Zu erledigen
a - Wie viele Bäume wurden laut dem Textauszug über den Siedlerterror allein in diesem Jahr zerstört oder beschädigt?
b - Gib aus dem Textauszug über den Siedlerterror den Abschnitt wieder, der bei den Worten „Siedlerterror - Aus“ beginnt und nach „2011 gedacht hat?“ endet, und tausche darin „Tagesgespräch“ gegen „Interview“ aus.

Textauszug
Siedlerterror - Aus Angst vor Frieden




Sind das die Vorstellungen Israels an die Herr Parrisius im Tagesgespräch im Bayerischen Rundfunk am 27. September 2011 gedacht hat?

Zitat:
»Gegen seine Feinde ist Israel gewappnet wie kaum ein anderes Land - mit Kampfjets und Drohnen, mit Panzern und U-Booten und nicht zuletzt mit einer Atombombe.
Ein Feind wächst auch im Innern heran, der Steine wirft und Brandsätze und selbst vor Angriffen auf die Armee nicht mehr zurückschreckt. Es sind die radikalen Siedler im Westjordanland, die den israelischen Staat nun offen herausfordern.«
( 1 )

Die Verträgen in Oslo von 1993/95 zeigen auf Parallelen zu dem Münchner Abkommen von 1938.
Hitler erhielt von Chamberlain den Teil des Staatslandes von der Tschechoslowakei zugesprochen, den er glaubte, wegen dem Aufbegehren der dortigen deutschen Bevölkerung erhalten zu müssen. Ohne Rücksprache und Zustimmung der Regierung in Prag, die auch nicht zur Teilnahme geladen worden war. Chamberlain nahm sich das ihm nicht zustehende Recht heraus, über das Staatsland eines fremden souveränen Staates zu entscheiden. Trotzdem wurde er als Friedensstifter gelobt. Daraufhin nahm Hitler die gesamte Tschechoslowakei - ebenso nur mit dem Faustrecht des Stärkeren - unter sein Protektorat. Die Benennung Protektorat war nur ein anderes Wort für Besetzung.

Zitat:
»Seit Jahr und Tag schon terrorisieren die Siedler ihre palästinensische Nachbarschaft.
Schlägertrupps rücken an, wenn Bauern ihre Oliven ernten wollen,
ganze Haine werden abgeholzt - 10.000 Bäume wurden laut einer Übersicht verschiedener Menschenrechtsgruppen allein in diesem Jahr zerstört oder beschädigt.
Von der israelischen Polizei können die Palästinenser demnach kaum Hilfe erwarten,
mehr als 90 Prozent der Beschwerden werden ohne Anklageerhebung fallenlassen.
Die Gewalttäter können weitgehend ungehindert auftrumpfen, zumal die israelische Armee ihre Aufgabe darin sieht, die Sieder vor Angriffen der Palästinenser zu schützen - nicht umgekehrt.«
( 1 )

Zitat:
»Und wenn Israels Gerichte die Räumung illegaler Siedlungen fordern,
dann bastelt die Regierung eilig an einem Gesetz zu deren Legalisierung.«
( 1 )

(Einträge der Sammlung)
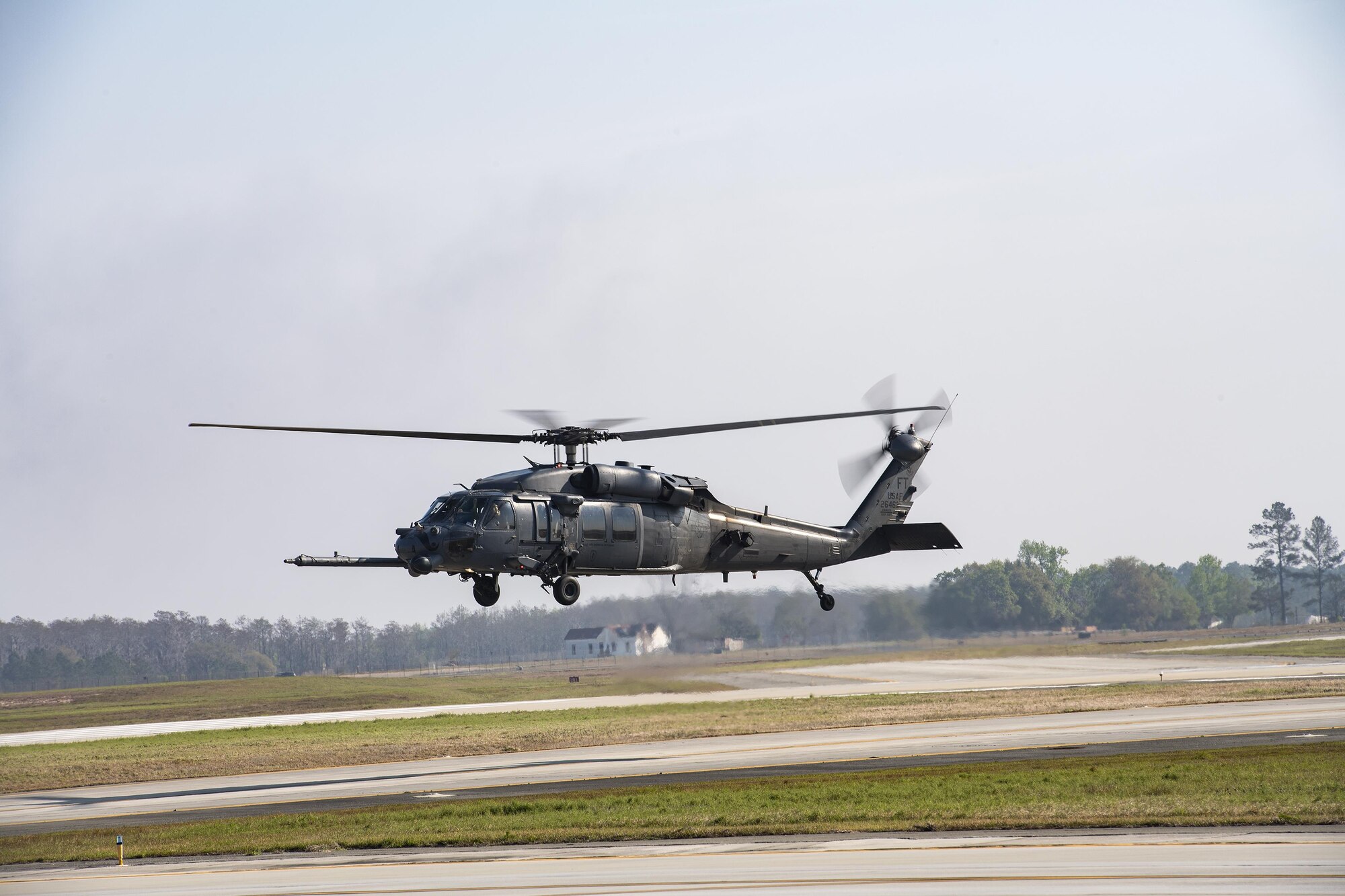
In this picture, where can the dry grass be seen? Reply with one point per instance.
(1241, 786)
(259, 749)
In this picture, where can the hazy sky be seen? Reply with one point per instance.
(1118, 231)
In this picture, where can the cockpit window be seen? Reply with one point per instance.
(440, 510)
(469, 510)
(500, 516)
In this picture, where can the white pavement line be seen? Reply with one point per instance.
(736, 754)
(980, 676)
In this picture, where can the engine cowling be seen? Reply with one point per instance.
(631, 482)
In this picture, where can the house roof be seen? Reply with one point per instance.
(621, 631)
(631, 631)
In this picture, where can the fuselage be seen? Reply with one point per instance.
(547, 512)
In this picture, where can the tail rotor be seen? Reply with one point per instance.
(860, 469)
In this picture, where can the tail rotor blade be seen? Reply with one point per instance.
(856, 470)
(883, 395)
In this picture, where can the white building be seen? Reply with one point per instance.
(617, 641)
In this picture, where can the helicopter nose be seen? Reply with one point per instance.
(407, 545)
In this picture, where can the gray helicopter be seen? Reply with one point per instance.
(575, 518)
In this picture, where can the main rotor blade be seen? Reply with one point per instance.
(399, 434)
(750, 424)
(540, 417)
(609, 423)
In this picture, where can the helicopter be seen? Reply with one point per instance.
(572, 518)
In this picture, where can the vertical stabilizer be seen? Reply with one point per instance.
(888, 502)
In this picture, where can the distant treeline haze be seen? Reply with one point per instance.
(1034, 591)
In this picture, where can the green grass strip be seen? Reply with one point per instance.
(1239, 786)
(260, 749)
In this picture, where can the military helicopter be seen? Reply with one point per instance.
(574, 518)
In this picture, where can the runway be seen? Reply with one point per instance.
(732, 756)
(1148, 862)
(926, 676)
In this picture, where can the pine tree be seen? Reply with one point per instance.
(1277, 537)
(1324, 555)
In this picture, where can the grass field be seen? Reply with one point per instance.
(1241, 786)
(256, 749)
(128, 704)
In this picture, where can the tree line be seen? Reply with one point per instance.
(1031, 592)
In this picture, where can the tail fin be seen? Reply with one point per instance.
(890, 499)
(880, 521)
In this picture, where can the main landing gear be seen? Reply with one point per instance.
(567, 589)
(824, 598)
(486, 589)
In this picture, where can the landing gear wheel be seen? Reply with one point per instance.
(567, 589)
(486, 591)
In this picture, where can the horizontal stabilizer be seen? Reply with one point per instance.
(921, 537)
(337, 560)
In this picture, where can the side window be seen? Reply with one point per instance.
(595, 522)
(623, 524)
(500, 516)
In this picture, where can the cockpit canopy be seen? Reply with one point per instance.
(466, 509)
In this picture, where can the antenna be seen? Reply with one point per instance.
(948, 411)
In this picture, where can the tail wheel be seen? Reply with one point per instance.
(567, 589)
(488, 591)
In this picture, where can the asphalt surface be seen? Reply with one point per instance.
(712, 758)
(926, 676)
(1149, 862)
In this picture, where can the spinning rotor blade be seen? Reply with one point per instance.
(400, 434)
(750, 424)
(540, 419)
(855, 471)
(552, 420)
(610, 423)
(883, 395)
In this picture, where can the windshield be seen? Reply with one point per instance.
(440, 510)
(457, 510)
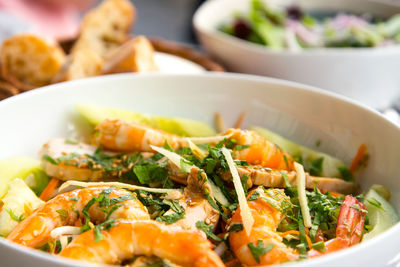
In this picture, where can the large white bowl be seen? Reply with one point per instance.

==

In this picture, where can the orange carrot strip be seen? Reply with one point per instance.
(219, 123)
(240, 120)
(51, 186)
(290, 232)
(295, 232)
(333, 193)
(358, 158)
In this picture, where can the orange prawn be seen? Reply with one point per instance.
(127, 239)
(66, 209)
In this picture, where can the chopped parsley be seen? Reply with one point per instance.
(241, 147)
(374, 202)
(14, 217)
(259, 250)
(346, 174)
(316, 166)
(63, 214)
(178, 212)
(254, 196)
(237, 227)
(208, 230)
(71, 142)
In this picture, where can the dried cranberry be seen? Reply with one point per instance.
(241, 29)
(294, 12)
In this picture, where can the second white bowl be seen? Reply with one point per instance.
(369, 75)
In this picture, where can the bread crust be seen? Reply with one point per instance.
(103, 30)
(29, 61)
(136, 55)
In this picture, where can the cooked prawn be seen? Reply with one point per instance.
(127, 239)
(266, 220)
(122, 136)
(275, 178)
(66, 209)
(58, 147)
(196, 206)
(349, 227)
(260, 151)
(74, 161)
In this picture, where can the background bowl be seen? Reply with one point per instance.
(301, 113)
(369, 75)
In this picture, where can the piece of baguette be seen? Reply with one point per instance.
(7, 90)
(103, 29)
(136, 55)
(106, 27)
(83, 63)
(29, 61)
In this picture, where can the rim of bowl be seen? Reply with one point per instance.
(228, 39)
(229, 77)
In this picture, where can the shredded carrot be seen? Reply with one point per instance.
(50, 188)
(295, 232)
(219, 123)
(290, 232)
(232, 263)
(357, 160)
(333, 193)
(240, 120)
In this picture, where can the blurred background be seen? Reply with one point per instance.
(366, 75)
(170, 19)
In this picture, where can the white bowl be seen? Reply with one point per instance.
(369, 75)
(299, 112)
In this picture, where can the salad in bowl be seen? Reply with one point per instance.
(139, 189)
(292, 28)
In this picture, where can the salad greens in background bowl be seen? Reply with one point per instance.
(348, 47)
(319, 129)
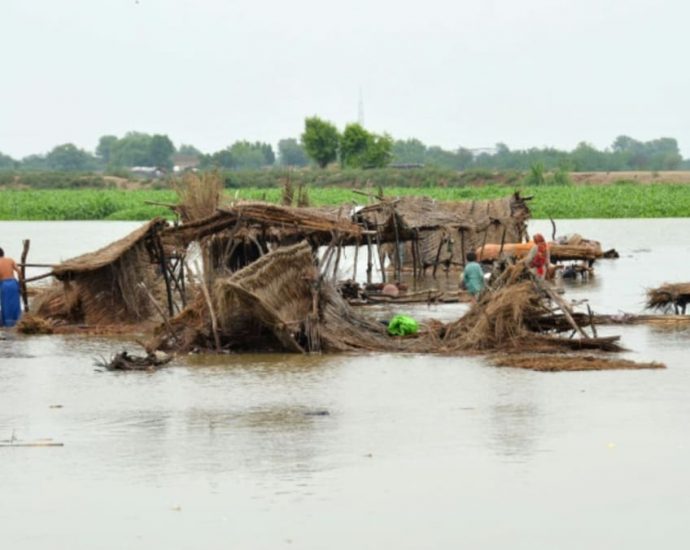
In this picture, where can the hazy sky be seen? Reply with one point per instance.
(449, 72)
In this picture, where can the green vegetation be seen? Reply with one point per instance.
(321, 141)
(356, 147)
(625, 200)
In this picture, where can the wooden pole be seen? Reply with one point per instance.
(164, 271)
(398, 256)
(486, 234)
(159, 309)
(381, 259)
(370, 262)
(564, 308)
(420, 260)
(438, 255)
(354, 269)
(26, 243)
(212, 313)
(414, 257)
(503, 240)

...

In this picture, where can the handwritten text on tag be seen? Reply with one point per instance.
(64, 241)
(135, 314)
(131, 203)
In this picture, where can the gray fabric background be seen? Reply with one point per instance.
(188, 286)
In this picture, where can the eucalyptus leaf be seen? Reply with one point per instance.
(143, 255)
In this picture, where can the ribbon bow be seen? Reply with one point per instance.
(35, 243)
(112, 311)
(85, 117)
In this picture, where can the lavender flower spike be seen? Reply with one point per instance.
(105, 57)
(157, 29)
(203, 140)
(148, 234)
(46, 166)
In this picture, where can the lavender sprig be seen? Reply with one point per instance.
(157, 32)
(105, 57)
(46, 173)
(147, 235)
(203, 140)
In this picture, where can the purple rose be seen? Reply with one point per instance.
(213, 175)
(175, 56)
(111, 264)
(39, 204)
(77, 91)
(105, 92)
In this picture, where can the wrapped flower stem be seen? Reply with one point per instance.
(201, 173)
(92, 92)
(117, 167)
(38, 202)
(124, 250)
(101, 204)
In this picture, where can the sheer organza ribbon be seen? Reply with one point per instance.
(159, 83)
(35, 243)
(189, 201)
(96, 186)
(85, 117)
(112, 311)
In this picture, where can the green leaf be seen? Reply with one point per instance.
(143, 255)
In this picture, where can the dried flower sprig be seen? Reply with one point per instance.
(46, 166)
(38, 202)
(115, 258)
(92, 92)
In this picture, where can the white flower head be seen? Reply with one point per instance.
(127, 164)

Lösungen je Aufgabe
a - 10.000 Bäume.

b -
Siedlerterror - Aus Angst vor Frieden




Sind das die Vorstellungen Israels an die Herr Parrisius im Interview im Bayerischen Rundfunk am 27. September 2011 gedacht hat?